TASK INSTRUCTIONS:
a - In the forum thread about Dave Barry, which EMS cartoonist did ffemt8978 suspect islandgal had in mind?
b - Write what comes next in the forum thread about Dave Barry, starting after its final post.

SOURCE EXTRACT:
====
That...Is...Awesome!!!! I love it hahahahha


----------



## Wingnut (Sep 13, 2006)

ROFLMAO !!! :lol:  :lol:


----------



## Mark (Sep 17, 2006)

LMFAO!!!!!!!!!:lol:


----------



## islandgal (Sep 17, 2006)

That is hysterical!!!  Sounds like a Dave Barry story....


----------



## ffemt8978 (Sep 17, 2006)

islandgal said:


> That is hysterical!!!  Sounds like a Dave Barry story....


Who's Dave Barry?


----------



## islandgal (Sep 17, 2006)

ffemt 8978-

Dave Barry is a humor columnist. He is also the author of around 20 or so books, kinda dry in your face humor but what I consider a male Erma Bombeck.  Do a google search on him, he is really funny!


----------



## ffemt8978 (Sep 17, 2006)

Oh, okay.  I thought you might have been think of the EMS cartoonist Steve Berry.


----------



## fm_emt (Sep 18, 2006)

ffemt8978 said:


> Who's Dave Barry?



:O

Do you live under a toadstool?


----------



## ffemt8978 (Sep 18, 2006)

fm_emt said:


> :O
> 
> Do you live under a toadstool?



Better check my zip code.  My internet goes from my computer and is converted to smoke signals to get to my ISP.
====
RECORD SET:
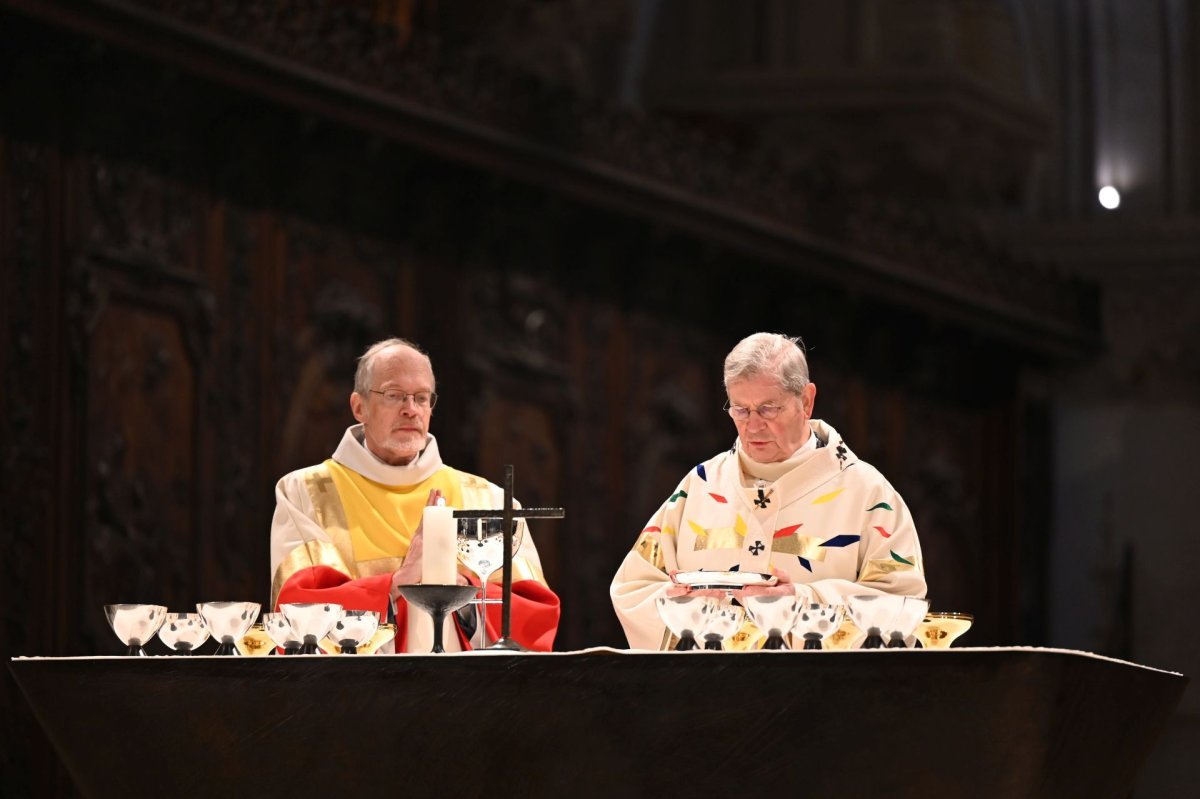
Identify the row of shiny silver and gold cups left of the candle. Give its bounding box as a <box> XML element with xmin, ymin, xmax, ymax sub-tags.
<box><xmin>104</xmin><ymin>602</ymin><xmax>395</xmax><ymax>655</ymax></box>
====
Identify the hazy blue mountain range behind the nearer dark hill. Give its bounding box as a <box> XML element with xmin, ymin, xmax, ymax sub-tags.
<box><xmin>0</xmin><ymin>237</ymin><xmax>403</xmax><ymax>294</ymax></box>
====
RESPONSES BY ITEM NUMBER:
a - Steve Berry

b -
----------



## islandgal (Sep 18, 2006)

ffemt8978-

Are you in Washington State?


----------



## ffemt8978 (Sep 18, 2006)

islandgal said:


> ffemt8978-
> 
> Are you in Washington State?



Yes I am, why?


----------



## islandgal (Sep 18, 2006)

Oh, just curious.  Me too.


----------



## fm_emt (Sep 18, 2006)

islandgal said:


> Oh, just curious.  Me too.



but you're probably in the part of washington that has modern things like "running water" and "electricity"


----------



## islandgal (Sep 18, 2006)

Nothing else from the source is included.